Fig. 4. Tumour-promoting effects of taurine and proline are closely associated with the alteration of lipid metabolism mediated by Azgp1.

The metabolite profiles were generated by extracting and quantifying metabolites from lung tumours using UPLC-MS/MS across four groups: taurine (25 mg/kg, n = 3), proline (25 mg/kg, n = 3), model (n = 3), and control (n = 3). Statistics for metabolites analysed by a first stage of mass spectrometry (MS1) revealed significant up-regulation or down-regulation between different groups (A). Specifically, heat-map and volcano plot preliminarily illustrated hierarchical clustering of metabolites analysed by MS1 with significant regulation in abundance between model vs. control (B, E), taurine vs. model (C, F), and proline vs. model (D, G), respectively. Of these, metabolites analysed by a second stage of mass spectrometry (MS2) were further identified by heat-map analysis with significant regulation in abundance between taurine vs. model (H) and proline vs. model (I), respectively. Finally, the histogram summarised regulatory metabolites of MS2 between taurine vs. model (J) and proline vs. model (K), respectively. The significance of differences in metabolite concentrations between two phenotypes was calculated using two-tailed unpaired Student’s t test. The p value was adjusted for multiple tests using an FDR (Benjamini–Hochberg), *p < 0.05, **p < 0.01, and ***p < 0.001.

Fig. 5. Azgp1 is significantly correlated with downstream lipid metabolic pathways in lung cancer patients.

Azgp1 is significantly correlated with lipid metabolic pathways in 1017 lung cancer samples (including LUAD and LUSC) according to GSEA (A–H). Enrichment scores and p value was calculated in default parameters. |NES| > 1, NOM p val < 0.05, FDR q val < 0.25 were considered to be significant functional pathways. mTOR was up-regulated in human primary LUAD (I) and LUSC (J). mTOR mRNA expression was compared from 515 human primary LUAD tumours (or 503 human primary LUSC) and 59 (or 53) normal human lung tissues available at the TCGA database. mTOR, p-mTOR, Azgp1, and β-actin protein expressions were evaluated by western blot assay (K, n = 3). The significance of differences was calculated using two-tailed unpaired Student’s t test, *p < 0.05, **p < 0.01, and ***p < 0.001.

# [ACTIONS TO TAKE]
1. According to the figure legends, how many lung cancer samples were used to test Azgp1's correlation with lipid metabolic pathways?
2. Copy the part of the figure legends starting with "Fig. 5. Azgp1" and going on through "test, *p < 0.05, **p < 0.01, and ***p < 0.001.".

[Entries contained in a dataset]
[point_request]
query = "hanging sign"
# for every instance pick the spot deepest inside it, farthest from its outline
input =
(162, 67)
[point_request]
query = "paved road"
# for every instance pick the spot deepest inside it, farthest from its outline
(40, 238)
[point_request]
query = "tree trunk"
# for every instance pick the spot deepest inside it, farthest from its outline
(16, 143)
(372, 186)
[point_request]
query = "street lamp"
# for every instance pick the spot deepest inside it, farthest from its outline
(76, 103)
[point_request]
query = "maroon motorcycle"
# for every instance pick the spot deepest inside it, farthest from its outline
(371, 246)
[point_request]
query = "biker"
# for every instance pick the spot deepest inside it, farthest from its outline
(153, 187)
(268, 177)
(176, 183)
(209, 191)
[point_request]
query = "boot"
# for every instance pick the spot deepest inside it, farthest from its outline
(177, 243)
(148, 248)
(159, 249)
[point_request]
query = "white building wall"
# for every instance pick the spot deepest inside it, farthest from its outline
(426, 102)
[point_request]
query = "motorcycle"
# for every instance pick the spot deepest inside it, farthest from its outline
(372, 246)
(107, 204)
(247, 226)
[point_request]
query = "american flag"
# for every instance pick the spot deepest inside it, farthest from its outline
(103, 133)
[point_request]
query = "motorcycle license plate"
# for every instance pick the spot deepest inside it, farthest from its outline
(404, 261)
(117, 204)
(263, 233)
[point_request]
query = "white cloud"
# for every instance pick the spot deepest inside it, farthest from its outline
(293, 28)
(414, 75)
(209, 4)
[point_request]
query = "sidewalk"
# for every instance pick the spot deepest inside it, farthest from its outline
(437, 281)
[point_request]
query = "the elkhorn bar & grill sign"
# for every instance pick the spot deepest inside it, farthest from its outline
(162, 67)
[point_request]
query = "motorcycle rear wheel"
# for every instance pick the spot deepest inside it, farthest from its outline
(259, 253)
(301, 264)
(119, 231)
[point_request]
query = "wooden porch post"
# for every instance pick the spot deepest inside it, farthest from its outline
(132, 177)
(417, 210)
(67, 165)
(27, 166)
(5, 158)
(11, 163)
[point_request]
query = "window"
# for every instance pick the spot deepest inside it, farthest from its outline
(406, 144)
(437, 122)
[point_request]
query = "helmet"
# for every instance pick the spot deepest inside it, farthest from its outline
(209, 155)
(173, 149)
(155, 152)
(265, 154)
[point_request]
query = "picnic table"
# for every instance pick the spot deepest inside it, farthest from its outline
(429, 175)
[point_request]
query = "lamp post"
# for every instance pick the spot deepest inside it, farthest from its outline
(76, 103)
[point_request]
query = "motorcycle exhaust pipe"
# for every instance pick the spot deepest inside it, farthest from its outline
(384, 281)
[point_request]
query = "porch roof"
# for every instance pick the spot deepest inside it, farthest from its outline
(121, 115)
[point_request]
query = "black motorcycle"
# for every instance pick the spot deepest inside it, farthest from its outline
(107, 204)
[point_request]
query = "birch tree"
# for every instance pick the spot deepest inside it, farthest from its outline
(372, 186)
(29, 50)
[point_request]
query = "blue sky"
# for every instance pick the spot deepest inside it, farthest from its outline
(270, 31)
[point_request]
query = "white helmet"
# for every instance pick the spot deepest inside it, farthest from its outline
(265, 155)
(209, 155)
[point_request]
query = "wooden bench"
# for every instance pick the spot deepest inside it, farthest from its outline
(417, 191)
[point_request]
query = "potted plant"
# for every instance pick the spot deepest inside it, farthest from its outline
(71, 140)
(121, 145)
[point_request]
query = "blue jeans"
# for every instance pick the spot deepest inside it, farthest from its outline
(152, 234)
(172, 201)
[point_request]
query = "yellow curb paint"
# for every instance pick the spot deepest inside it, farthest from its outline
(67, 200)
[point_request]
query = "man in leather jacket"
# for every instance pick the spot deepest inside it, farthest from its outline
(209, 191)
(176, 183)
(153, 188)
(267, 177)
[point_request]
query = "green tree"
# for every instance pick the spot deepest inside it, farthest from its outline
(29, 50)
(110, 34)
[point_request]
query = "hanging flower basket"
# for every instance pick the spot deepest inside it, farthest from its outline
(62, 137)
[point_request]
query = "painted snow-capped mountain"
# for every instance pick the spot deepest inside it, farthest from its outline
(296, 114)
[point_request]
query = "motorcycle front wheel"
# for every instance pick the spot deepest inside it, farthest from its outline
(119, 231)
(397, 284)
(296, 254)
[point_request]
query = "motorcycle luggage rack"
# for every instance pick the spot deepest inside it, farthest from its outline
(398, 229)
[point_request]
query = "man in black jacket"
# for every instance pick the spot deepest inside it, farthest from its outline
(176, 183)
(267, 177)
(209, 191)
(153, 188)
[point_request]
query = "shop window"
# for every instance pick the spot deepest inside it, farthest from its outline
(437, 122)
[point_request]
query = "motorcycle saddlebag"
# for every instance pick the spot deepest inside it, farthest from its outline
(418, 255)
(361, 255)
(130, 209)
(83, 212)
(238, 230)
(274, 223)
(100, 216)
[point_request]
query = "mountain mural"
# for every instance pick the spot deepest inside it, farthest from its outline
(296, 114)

# [LIST OF ANSWERS]
1. 1017 lung cancer samples, including LUAD and LUSC.

2.
Fig. 5. Azgp1 is significantly correlated with downstream lipid metabolic pathways in lung cancer patients.

Azgp1 is significantly correlated with lipid metabolic pathways in 1017 lung cancer samples (including LUAD and LUSC) according to GSEA (A–H). Enrichment scores and p value was calculated in default parameters. |NES| > 1, NOM p val < 0.05, FDR q val < 0.25 were considered to be significant functional pathways. mTOR was up-regulated in human primary LUAD (I) and LUSC (J). mTOR mRNA expression was compared from 515 human primary LUAD tumours (or 503 human primary LUSC) and 59 (or 53) normal human lung tissues available at the TCGA database. mTOR, p-mTOR, Azgp1, and β-actin protein expressions were evaluated by western blot assay (K, n = 3). The significance of differences was calculated using two-tailed unpaired Student’s t test, *p < 0.05, **p < 0.01, and ***p < 0.001.